▶ Requirement
Each line shown below should be copied exactly.

========

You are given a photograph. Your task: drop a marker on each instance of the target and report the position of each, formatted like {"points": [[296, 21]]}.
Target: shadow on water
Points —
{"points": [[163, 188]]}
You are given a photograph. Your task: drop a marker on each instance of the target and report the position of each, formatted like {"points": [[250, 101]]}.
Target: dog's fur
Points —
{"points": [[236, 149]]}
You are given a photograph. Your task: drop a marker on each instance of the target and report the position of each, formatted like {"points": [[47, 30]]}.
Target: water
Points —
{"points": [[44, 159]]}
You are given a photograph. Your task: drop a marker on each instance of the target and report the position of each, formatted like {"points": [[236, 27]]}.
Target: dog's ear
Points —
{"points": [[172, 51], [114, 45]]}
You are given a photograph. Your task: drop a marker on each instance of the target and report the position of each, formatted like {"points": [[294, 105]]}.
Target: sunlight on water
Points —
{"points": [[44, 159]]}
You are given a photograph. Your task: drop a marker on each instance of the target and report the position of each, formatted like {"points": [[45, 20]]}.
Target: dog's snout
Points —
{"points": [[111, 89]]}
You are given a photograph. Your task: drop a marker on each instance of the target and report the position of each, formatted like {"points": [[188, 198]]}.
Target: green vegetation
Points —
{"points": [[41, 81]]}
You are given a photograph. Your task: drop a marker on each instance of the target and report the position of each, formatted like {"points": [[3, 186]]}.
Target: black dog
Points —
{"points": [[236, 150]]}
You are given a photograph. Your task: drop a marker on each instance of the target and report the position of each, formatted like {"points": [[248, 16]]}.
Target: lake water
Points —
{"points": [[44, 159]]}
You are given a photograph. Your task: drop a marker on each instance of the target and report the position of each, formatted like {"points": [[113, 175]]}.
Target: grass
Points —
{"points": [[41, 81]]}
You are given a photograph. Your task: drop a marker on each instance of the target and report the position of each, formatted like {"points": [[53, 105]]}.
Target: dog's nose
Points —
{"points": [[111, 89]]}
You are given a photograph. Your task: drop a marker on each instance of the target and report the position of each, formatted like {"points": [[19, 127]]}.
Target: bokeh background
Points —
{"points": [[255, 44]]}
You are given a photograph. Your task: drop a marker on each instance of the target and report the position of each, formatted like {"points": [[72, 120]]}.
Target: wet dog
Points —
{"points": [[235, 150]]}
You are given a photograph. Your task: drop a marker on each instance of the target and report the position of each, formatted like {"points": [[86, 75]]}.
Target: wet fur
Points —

========

▶ Written response
You are given a photograph. Your task: drop a marker on each instance of the target and report the position of each, formatted like {"points": [[296, 21]]}.
Target: shadow on water
Points —
{"points": [[163, 188]]}
You are given a photograph. Your task: drop a marker on each instance of the target and report the position of each, formatted like {"points": [[250, 101]]}.
Target: dog's fur
Points —
{"points": [[236, 149]]}
You are given a photograph. Your task: drop a marker on each instance of the target and report the position of each, formatted like {"points": [[47, 30]]}.
Target: water
Points —
{"points": [[44, 159]]}
You are given a photograph. Your task: drop a marker on each instance of the target and report the position of each, formatted like {"points": [[236, 27]]}.
Target: dog's ear
Points —
{"points": [[172, 51], [114, 45]]}
You are given a photograph. Your task: drop a marker on each instance of the target and report the position of each, formatted like {"points": [[294, 105]]}.
Target: sunlight on water
Points —
{"points": [[44, 159]]}
You are given a photograph. Your task: drop a marker on each instance of the target and report the position of each, formatted like {"points": [[45, 20]]}.
Target: dog's snout
Points —
{"points": [[111, 89]]}
You are given a photograph. Your task: drop a marker on each instance of the target and report the position of each, formatted like {"points": [[188, 198]]}.
Target: green vegetation
Points —
{"points": [[41, 81]]}
You are given a photograph. Your task: drop a marker on each instance of the target and report the position of each, formatted like {"points": [[3, 186]]}.
Target: black dog
Points —
{"points": [[236, 150]]}
You are given a photograph. Your task: drop a marker on each instance of the target and report the position of each, formatted like {"points": [[248, 16]]}.
Target: lake water
Points —
{"points": [[44, 159]]}
You are given a photograph. Your task: drop a marker on each instance of the target and report the position of each, formatted like {"points": [[113, 175]]}.
Target: grass
Points —
{"points": [[41, 81]]}
You are given a photograph. Your task: drop a marker on each instance of the target and report the position of each, formatted like {"points": [[53, 105]]}.
Target: dog's nose
Points —
{"points": [[111, 89]]}
You are given a photograph. Your task: drop a marker on each instance of the target and report the position of each, formatted like {"points": [[19, 127]]}.
Target: bokeh background
Points —
{"points": [[255, 44]]}
You are given a photograph. Your task: drop a marker on each instance of the target and report the position of each, formatted like {"points": [[72, 120]]}.
Target: wet dog
Points —
{"points": [[235, 150]]}
You are given a photograph. Your task: drop a marker on each instance of the target and report the position of each, formatted like {"points": [[86, 75]]}.
Target: wet fur
Points —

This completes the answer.